** Opening Records provided block **

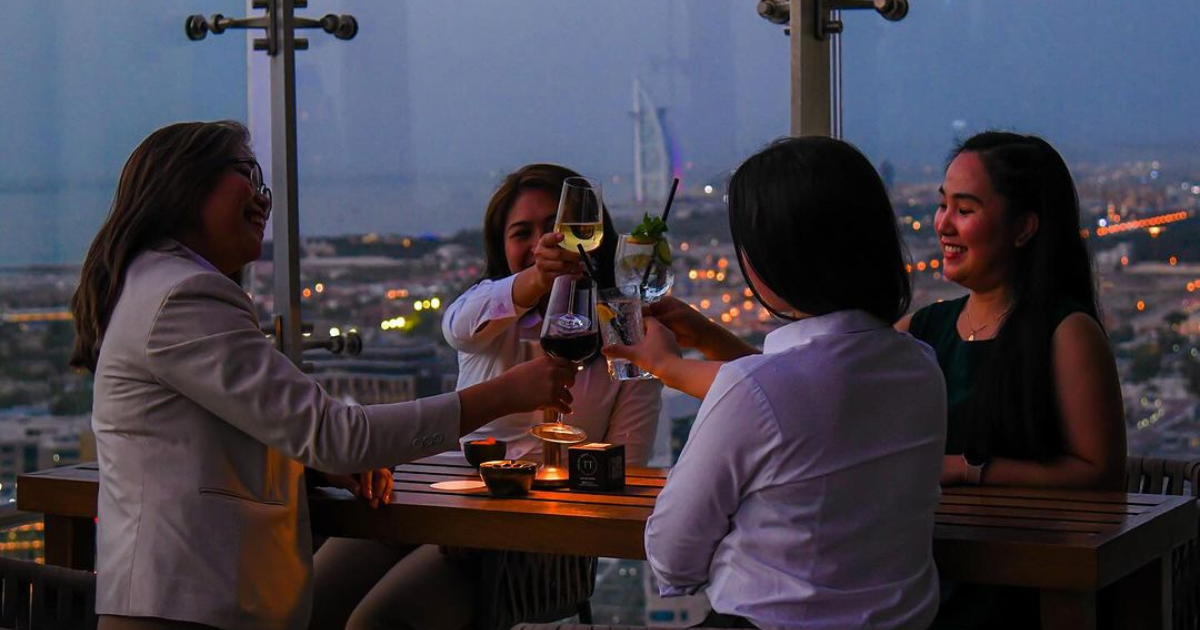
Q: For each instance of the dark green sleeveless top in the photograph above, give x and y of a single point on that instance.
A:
(961, 361)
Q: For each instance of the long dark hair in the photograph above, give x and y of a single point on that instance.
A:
(547, 178)
(1014, 406)
(796, 209)
(163, 186)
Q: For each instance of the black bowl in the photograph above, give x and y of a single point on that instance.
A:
(508, 478)
(479, 451)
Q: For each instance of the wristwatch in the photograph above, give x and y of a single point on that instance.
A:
(975, 467)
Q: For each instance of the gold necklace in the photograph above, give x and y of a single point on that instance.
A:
(972, 329)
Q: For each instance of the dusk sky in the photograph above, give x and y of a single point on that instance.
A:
(408, 127)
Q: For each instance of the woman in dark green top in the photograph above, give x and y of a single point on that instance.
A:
(1033, 390)
(1032, 387)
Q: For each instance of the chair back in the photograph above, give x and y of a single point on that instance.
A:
(533, 587)
(36, 597)
(1152, 475)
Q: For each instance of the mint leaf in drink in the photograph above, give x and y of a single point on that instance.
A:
(651, 228)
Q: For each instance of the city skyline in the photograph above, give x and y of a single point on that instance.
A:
(408, 127)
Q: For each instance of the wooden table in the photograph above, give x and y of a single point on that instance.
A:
(1071, 545)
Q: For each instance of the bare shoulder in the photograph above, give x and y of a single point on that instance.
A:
(1079, 340)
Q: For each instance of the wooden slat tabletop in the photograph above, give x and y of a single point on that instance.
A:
(1038, 538)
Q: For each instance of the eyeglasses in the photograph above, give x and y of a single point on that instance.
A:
(256, 178)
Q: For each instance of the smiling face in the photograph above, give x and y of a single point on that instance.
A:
(532, 216)
(233, 220)
(979, 239)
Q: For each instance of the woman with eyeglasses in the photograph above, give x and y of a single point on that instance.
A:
(202, 427)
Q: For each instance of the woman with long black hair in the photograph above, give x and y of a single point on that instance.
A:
(1033, 390)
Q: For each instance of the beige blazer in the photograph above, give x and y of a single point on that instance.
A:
(202, 433)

** Closing Records provided block **

### To do
Where in the entries does the word "dark" occur? Copy out each line that has it.

### Task answer
Q: For each instance of the dark green sleeveless top in the photograph above, give x and y of a single point on that instance.
Q: For each instance of the long dark hair in the photograph above, give x and y of a single point on that instance.
Q: For each instance of the woman in dark green top in the photograph above, give x and y of a single point on that instance.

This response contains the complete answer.